■ **What is needed**
Restate the data word for word and leave the images out.

________________

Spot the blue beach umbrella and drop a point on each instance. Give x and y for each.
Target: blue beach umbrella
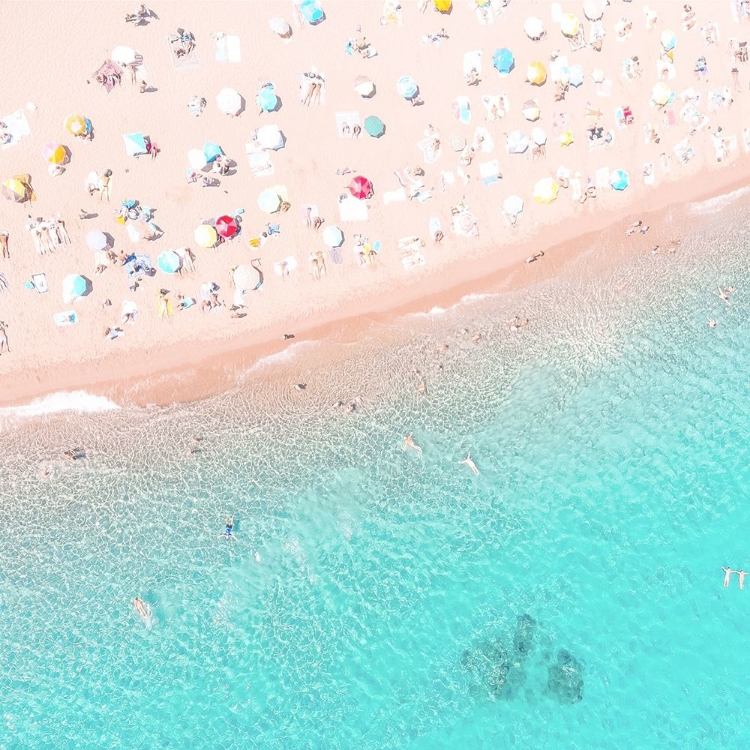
(407, 87)
(212, 151)
(374, 126)
(503, 61)
(311, 11)
(169, 261)
(266, 100)
(619, 179)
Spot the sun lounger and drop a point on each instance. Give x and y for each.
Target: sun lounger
(68, 318)
(40, 283)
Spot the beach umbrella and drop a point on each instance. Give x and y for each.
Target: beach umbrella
(531, 110)
(74, 286)
(569, 24)
(54, 153)
(360, 187)
(533, 28)
(536, 73)
(96, 240)
(661, 93)
(169, 261)
(516, 142)
(280, 26)
(135, 144)
(503, 60)
(333, 237)
(211, 151)
(407, 87)
(15, 190)
(593, 9)
(266, 100)
(311, 11)
(75, 124)
(270, 137)
(374, 126)
(229, 101)
(205, 236)
(545, 191)
(364, 87)
(668, 40)
(196, 158)
(269, 201)
(124, 55)
(226, 226)
(513, 205)
(619, 179)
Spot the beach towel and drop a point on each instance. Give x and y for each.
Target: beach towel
(227, 48)
(345, 122)
(352, 209)
(473, 61)
(16, 126)
(391, 13)
(394, 196)
(67, 318)
(489, 171)
(461, 109)
(40, 283)
(184, 61)
(286, 266)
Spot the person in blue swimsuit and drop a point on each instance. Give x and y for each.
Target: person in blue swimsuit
(229, 525)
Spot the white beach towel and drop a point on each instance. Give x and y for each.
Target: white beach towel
(473, 61)
(349, 119)
(227, 48)
(352, 209)
(17, 126)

________________

■ **Task output**
Spot the blue beach umbrella and drop a point on each instance. Give x and y for each.
Target: blue beach umbrella
(407, 87)
(212, 151)
(374, 126)
(503, 61)
(311, 11)
(169, 261)
(266, 100)
(619, 179)
Spot the sun lounger and drop a point on each instance. Give x and y for each.
Target: sun lounger
(68, 318)
(40, 283)
Spot the beach umbrella and drop a point on each instance. Give x and y for each.
Target: beach umbrella
(531, 110)
(74, 286)
(569, 24)
(54, 153)
(360, 187)
(533, 28)
(536, 73)
(96, 240)
(661, 93)
(169, 261)
(516, 142)
(280, 26)
(135, 144)
(503, 60)
(333, 237)
(211, 151)
(407, 87)
(15, 190)
(593, 9)
(266, 100)
(311, 11)
(75, 124)
(270, 137)
(374, 126)
(229, 101)
(205, 236)
(545, 191)
(364, 87)
(668, 40)
(196, 158)
(269, 201)
(124, 55)
(226, 226)
(513, 205)
(619, 179)
Spot the beach towel and drop a point on each instance. Give x and y for each.
Target: beach towel
(227, 48)
(345, 122)
(352, 209)
(473, 61)
(16, 126)
(391, 13)
(394, 196)
(67, 318)
(489, 171)
(461, 109)
(40, 283)
(184, 61)
(286, 266)
Spot the person in blue swimsuit and drop a point on each instance. Give x and y for each.
Target: person in blue swimsuit
(229, 525)
Spot the white beach towel and drop a point on each instance. Give x and y for each.
Target: white beach towel
(473, 61)
(349, 119)
(227, 48)
(352, 209)
(17, 126)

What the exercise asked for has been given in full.